LiDAR Giant

100 competitors want to eat his lunch, but Velodyne president Mike Jellen aims to maintain leadership in this fast-moving, trillion-dollar technology space.

October 1, 2018

Lindsay Brooke

Trio of Velodyne’s latest LiDARs to show their relative size (from left) — the range leader VLS-128, the 32-channel Ultra Puck VLP-32C, and the compact, solid-state Velarray. A Velarray also appears on the cover of this magazine, held by Mike Jellen.(Credit: Velodyne LiDAR)

In a word-association game that begins with “LiDAR companies,” the first response is likely to be “Velodyne.” The Silicon Valley-based pioneer in 3D light-detection-and-ranging sensors, whose groundbreaking 64-laser, 360° field-of-view technology famously helped win the 2007 DARPA Urban Challenge for self-driving vehicles, is currently shipping seven sensor models to hundreds of mobility-industry customers for testing and for limited commercial use. The annual production rate from the company’s San Jose plant today, in tens-of-thousands of units, is just the tip of an impending tidal wave.

“We’re moving fast through a period of intense fleet testing into the initial ramp-ups for true automotive-scale, high-volume production — both for the retail ADAS as well as for on-demand mobility fleets,” explains Mike Jellen, Velodyne LiDAR’s president and chief commercial officer. “Most current volume goes into [SAE] Level 4 developments. A significant portion of new-vehicle activity is on ADAS safety systems. We see an opportunity for sustained unit-volume growth occurring 2019 through 2025.”

This dense point-cloud street scene represents up to 9.6 million points per second. It was generated by Velodyne’s most advanced 3D LiDAR sensor, the VLS-128 introduced in 2018. Engineered specifically for AV use, the 128-channel unit provides real-time data up to 0.1-degree vertical and horizontal resolution with up to 300-m range and 360° surround view. (Credit: Velodyne LiDAR)

While LiDAR’s high-definition 3D mapping capability represents a separate market for Velodyne, automated and autonomous vehicles (AVs) remain “the dominant force — a trillion-dollar market opportunity,” Jellen tells SAE’s Autonomous Vehicle Engineering. “We’d like each of the billion vehicles on the world’s roads to have two to four LiDAR sensors — maybe $1000 of sensors per vehicle — and see the trillion-dollar opportunity emerge.”

OEMs may bring suppliers even greater delight: Aptiv uses nine LiDAR units in its BMW-based AV demonstration vehicle.

To prepare for the gold rush, Velodyne LiDAR has been steadily growing its engineering, scientific and technical resources. The company, founded by CEO David Hall in 2006 (see sidebar), now has over 500 full-time employees at five facilities around the world.

Ford and Baidu are among its high-profile investors, and the company also has a cooperation with Mercedes.

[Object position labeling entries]
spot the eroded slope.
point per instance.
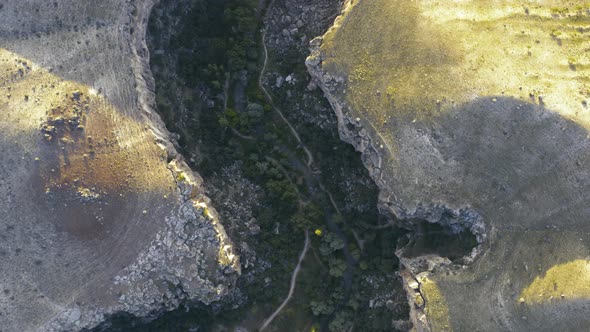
(478, 111)
(98, 213)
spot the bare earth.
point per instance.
(474, 114)
(98, 214)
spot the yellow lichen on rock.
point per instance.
(436, 55)
(567, 281)
(94, 145)
(436, 307)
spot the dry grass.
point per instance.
(412, 59)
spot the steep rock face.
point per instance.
(98, 212)
(473, 114)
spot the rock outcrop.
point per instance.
(98, 213)
(474, 115)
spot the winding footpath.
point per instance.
(270, 100)
(292, 287)
(293, 131)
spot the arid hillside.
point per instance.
(98, 212)
(473, 115)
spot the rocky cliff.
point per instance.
(98, 212)
(474, 116)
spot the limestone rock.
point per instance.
(473, 114)
(98, 213)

§ To be done:
**A.** According to the article on Velodyne LiDAR, how many full-time employees does the company now have?
**B.** From the article on Velodyne LiDAR, copy the passage that begins at the words "OEMs may bring" and stops after "cooperation with Mercedes.".

§ Task-by-task answers:
**A.** Over 500 full-time employees, at five facilities around the world.

**B.**
OEMs may bring suppliers even greater delight: Aptiv uses nine LiDAR units in its BMW-based AV demonstration vehicle.

To prepare for the gold rush, Velodyne LiDAR has been steadily growing its engineering, scientific and technical resources. The company, founded by CEO David Hall in 2006 (see sidebar), now has over 500 full-time employees at five facilities around the world.

Ford and Baidu are among its high-profile investors, and the company also has a cooperation with Mercedes.